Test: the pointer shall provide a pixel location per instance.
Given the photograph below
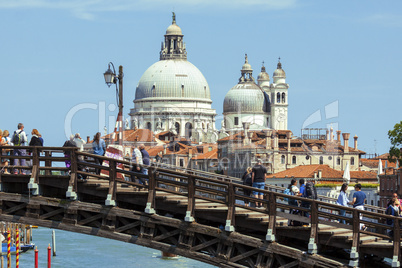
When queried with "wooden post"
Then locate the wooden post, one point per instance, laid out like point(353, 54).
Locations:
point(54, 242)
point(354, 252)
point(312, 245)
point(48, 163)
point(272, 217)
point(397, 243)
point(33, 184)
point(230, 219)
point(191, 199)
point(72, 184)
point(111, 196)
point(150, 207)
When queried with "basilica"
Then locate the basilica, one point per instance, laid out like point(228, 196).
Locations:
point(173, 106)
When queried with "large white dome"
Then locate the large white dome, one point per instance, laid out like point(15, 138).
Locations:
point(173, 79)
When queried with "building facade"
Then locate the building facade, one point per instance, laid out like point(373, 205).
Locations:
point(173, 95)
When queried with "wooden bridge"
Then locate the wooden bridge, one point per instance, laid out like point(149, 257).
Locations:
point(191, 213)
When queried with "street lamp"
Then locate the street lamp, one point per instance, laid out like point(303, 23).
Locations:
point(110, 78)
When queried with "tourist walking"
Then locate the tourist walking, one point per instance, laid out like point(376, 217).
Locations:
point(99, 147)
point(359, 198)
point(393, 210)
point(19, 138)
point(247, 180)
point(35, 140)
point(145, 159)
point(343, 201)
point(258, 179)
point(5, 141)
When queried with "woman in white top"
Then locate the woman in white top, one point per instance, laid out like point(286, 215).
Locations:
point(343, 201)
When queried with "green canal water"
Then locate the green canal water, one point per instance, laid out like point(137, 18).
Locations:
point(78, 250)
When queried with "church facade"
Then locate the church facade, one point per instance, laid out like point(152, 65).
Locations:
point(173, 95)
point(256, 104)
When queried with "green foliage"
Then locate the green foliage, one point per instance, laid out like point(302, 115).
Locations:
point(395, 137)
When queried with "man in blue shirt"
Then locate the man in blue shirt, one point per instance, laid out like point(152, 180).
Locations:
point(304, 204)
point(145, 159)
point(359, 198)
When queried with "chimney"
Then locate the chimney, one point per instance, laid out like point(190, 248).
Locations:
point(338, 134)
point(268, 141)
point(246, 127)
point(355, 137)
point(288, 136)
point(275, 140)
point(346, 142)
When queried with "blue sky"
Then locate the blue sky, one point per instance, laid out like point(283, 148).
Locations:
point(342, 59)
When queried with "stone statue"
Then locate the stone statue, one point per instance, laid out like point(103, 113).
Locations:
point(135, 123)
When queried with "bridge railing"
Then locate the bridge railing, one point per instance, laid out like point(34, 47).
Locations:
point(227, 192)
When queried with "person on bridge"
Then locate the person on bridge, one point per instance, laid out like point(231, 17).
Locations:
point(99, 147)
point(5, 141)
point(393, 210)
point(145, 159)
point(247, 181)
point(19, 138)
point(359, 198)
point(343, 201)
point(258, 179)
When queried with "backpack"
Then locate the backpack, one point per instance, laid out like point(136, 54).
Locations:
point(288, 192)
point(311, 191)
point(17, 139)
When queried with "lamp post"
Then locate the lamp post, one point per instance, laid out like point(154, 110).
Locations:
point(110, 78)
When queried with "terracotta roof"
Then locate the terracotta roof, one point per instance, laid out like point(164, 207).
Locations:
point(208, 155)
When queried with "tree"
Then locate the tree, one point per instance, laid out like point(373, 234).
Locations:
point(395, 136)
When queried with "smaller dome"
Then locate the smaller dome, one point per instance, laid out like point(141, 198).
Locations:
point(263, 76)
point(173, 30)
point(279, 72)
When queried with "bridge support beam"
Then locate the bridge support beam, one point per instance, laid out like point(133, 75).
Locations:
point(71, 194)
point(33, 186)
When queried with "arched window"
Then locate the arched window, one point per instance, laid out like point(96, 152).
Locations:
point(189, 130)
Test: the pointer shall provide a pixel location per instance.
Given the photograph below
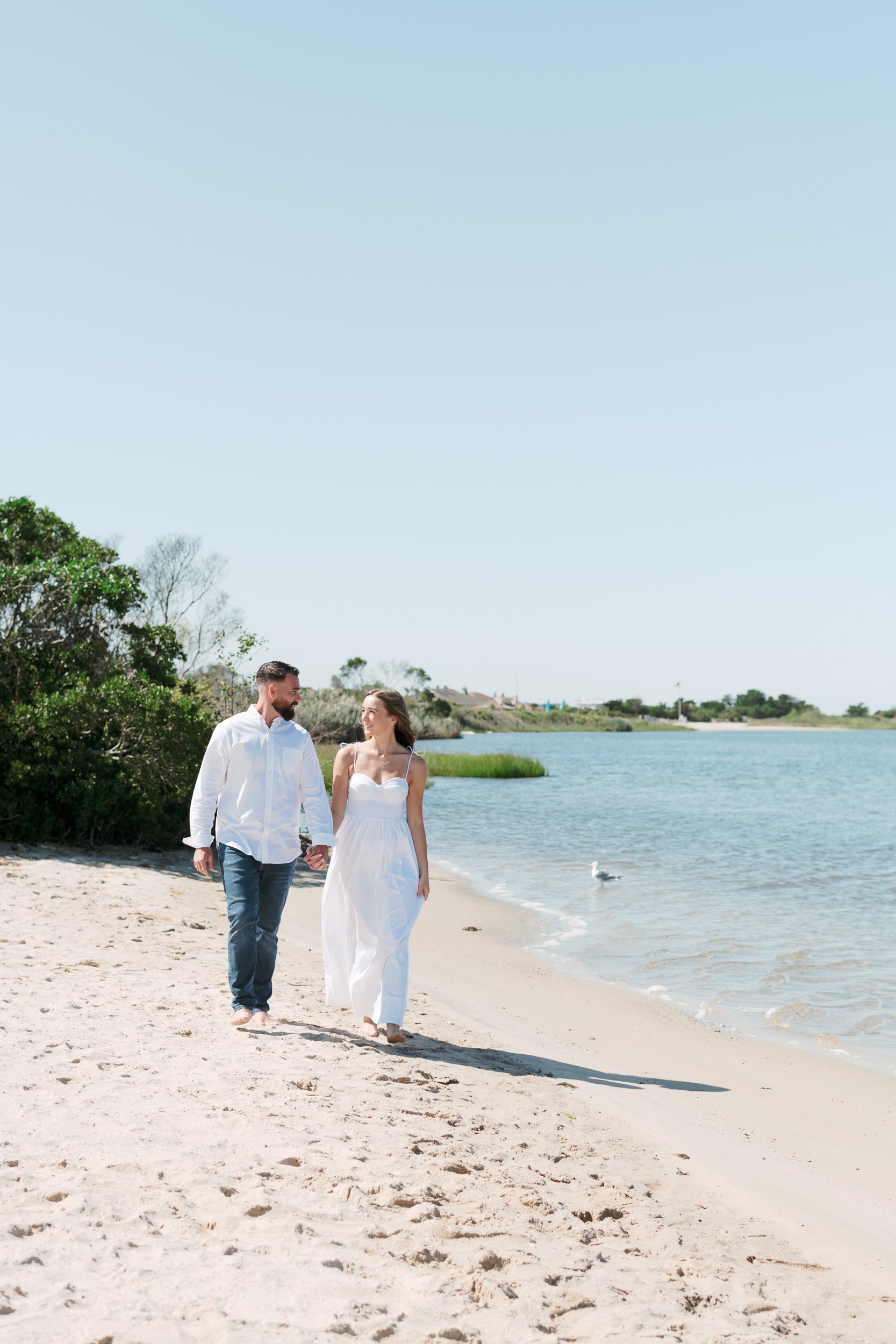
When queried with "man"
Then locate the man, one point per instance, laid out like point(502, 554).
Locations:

•••••

=== WORK TO BE COMPLETED ===
Give back an exact reproduction of the entries, with all pictures excluded.

=== ANSWER BOX ===
Test: the pointer shall provide a pixel location per instance.
Given the photograph below
When queried with "wooden post"
Then locate the wooden post, one point per instance, laid out like point(353, 54).
Locations:
point(54, 242)
point(354, 252)
point(312, 245)
point(48, 163)
point(272, 217)
point(397, 243)
point(33, 184)
point(230, 219)
point(191, 199)
point(72, 184)
point(111, 196)
point(150, 207)
When queried with "basilica"
Then locate the basilica, one point per instance, laid out like point(228, 196).
Locations:
point(173, 106)
When queried with "large white dome"
Then locate the large white dome, one point per instance, laid out like point(15, 138).
Locations:
point(173, 79)
When queried with "building facade"
Then locate the building facade, one point per instance, laid out like point(373, 205).
Locations:
point(173, 95)
When queried with "wooden bridge"
Then locate the wooden bridge, one point per instance, laid out like point(149, 257).
Locations:
point(191, 213)
When queried with "street lamp"
Then locate the street lamp, one point per instance, laid out like point(303, 23).
Locations:
point(110, 78)
When queried with "tourist walking"
Then locate the tourist walking, one point per instance, laid out like point(376, 217).
Locations:
point(99, 147)
point(359, 198)
point(393, 210)
point(19, 138)
point(247, 180)
point(35, 140)
point(145, 159)
point(343, 201)
point(258, 179)
point(5, 141)
When queried with "woman in white top"
Then locate the woman in white top, one point per instance, laid out like point(286, 215).
Locations:
point(343, 201)
When queried with "green canal water"
Then locate the green canal water, one point per instance, laid out like point(137, 18).
Locations:
point(78, 250)
When queried with "church facade"
Then locate the church facade, one point per instance, laid out like point(152, 65).
Locations:
point(173, 95)
point(256, 104)
When queried with "green foliage"
Then locate the green foliage, one point per instance, laid out like point(302, 115).
Locations:
point(395, 137)
When queried with "man in blue shirt"
Then locate the man in blue shirt, one point per instance, laid out like point(152, 180).
Locations:
point(304, 204)
point(145, 159)
point(359, 198)
When queried with "chimney"
Then locate the chimney, one point per instance, laid out like point(190, 248).
Locations:
point(338, 134)
point(268, 141)
point(246, 127)
point(355, 137)
point(288, 136)
point(275, 140)
point(346, 142)
When queried with "blue sky"
Then locate the blue sky, one point per instance, laid out like point(283, 148).
Locations:
point(342, 59)
When queried with "stone statue"
Then locate the stone statue, one point per instance, laid out like point(103, 113).
Locations:
point(135, 123)
When queried with "bridge railing"
Then locate the bridge railing, one point per instance, laid out like point(34, 47).
Locations:
point(227, 192)
When queried with "person on bridge"
Then locate the person on bridge, one point per instance, laid out like point(231, 17).
Locations:
point(99, 147)
point(5, 141)
point(393, 210)
point(145, 159)
point(247, 181)
point(19, 138)
point(359, 198)
point(343, 201)
point(258, 179)
When queried with "backpack"
Then locate the backpack, one point per instance, laid out like point(136, 54).
Locations:
point(288, 192)
point(311, 191)
point(17, 139)
When queried with "lamp post"
Then locate the lamp post, one point per instance, laid out like point(154, 110).
Locations:
point(110, 78)
When queried with "terracotta roof"
Then locate the terracotta roof, one point per instance, laid out like point(164, 207).
Locations:
point(208, 155)
When queried with "tree"
Then locate the tree, one point per instance, laid out like point(373, 234).
Locations:
point(395, 136)
When queried with "smaller dome"
Then locate the smaller dome, one point per instance, laid out like point(141, 198).
Locations:
point(263, 76)
point(173, 30)
point(279, 72)
When queried with "bridge support beam"
Then locate the bridge support beam, one point per instance, laid out like point(133, 75).
Locations:
point(71, 194)
point(33, 186)
When queried with "arched window"
Then locate the arched window, one point per instance, laid out like point(96, 152).
Locations:
point(189, 130)
Test: the pointer shall provide a pixel location per instance.
Given the photograph below
When queried with "man"
Then locate the man, one point per instance, laid out like point(502, 554).
Locations:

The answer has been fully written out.